(Data extracted from a collection)

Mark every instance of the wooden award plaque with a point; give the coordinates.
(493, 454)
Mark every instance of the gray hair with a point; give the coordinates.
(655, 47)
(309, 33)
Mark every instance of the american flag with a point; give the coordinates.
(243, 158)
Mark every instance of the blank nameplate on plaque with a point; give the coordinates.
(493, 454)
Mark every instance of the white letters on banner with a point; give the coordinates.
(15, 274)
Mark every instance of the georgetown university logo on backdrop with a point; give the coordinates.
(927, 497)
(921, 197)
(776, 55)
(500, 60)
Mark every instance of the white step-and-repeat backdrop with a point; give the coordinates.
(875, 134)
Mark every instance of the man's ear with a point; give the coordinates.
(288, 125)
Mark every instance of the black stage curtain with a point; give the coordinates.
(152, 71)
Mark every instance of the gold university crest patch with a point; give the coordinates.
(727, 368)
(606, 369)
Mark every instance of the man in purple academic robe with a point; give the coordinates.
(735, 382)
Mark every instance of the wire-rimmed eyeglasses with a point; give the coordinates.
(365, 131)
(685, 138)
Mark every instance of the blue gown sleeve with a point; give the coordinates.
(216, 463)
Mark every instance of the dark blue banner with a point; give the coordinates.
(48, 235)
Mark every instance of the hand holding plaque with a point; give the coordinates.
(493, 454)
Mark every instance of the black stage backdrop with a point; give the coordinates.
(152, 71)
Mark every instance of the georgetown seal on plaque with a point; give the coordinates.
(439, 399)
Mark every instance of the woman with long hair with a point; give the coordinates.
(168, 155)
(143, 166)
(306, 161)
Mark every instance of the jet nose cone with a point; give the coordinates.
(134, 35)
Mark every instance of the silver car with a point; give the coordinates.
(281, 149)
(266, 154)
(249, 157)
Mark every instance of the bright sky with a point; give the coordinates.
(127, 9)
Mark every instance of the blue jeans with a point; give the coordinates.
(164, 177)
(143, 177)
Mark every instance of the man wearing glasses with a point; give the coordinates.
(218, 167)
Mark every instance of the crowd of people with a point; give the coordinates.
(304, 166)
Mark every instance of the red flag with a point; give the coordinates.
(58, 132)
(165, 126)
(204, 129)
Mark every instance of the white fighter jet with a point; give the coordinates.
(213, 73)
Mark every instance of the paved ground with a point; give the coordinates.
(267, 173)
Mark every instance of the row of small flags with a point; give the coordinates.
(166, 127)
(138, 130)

WHAT TO WORK ON » Each line of the data has to be written out exactly as it appears.

COMPLETED TASK »
Mark every instance of the wooden award plaque with a point; give the coordinates.
(493, 454)
Mark every instance of the gray hair with a point; give the coordinates.
(655, 47)
(309, 33)
Mark every instance of the american flag with a point; give the coordinates.
(243, 158)
Mark every instance of the blank nameplate on plaque with a point; give the coordinates.
(493, 454)
Mark every instance of the white letters on banner with a point; give the coordinates.
(15, 274)
Mark every instance of the georgetown university logo on backdrop with a point; give the coordinates.
(927, 497)
(921, 197)
(776, 55)
(500, 60)
Mark every instance of the white step-and-repeat backdrop with a point; give the coordinates.
(875, 134)
Mark every instance of the man's ear with a point; give the coordinates.
(288, 125)
Mark every instance of the black stage curtain with a point; give the coordinates.
(152, 71)
Mark every instance of the gold university crest patch with a point; give the coordinates.
(727, 368)
(606, 369)
Mark every instance of the man in purple academic robe with a point; give the coordinates.
(735, 382)
Mark every instance of the wire-rimmed eyeglasses with a point; give the coordinates.
(365, 131)
(685, 138)
Mark every instance of the blue gown sleeve with a point; give the coordinates.
(216, 463)
Mark every instance of the dark blue banner with a point; give the coordinates.
(48, 235)
Mark every instance of the hand holding plaque with a point; give the coordinates.
(493, 454)
Mark every instance of the black stage backdrop with a point; give the coordinates.
(152, 71)
Mark every instance of the georgetown seal on plaque with a point; give the coordinates.
(439, 399)
Mark every instance of the woman with long hair with a point; give the coordinates.
(168, 155)
(143, 166)
(306, 161)
Mark every instance of the jet nose cone with a point; give the coordinates.
(134, 35)
Mark every instance of the silver car with a point; give the coordinates.
(281, 149)
(266, 154)
(249, 157)
Mark every instance of the bright sky with a point; give the coordinates.
(127, 9)
Mark every instance of the blue jeans with a point; give the coordinates.
(164, 177)
(143, 177)
Mark every instance of the man wearing glasses with a point; give the coordinates.
(218, 167)
Mark every instance of the crowd of people with a point; give the coordinates.
(304, 166)
Mark every instance of the red flag with a point; give the coordinates.
(58, 132)
(165, 126)
(204, 129)
Mark every instance of the white fighter jet with a point; give the coordinates.
(213, 73)
Mark every instance of the paved ground with a point; give the coordinates.
(267, 173)
Mark every instance of the row of small flags with a point; give the coordinates.
(166, 127)
(138, 130)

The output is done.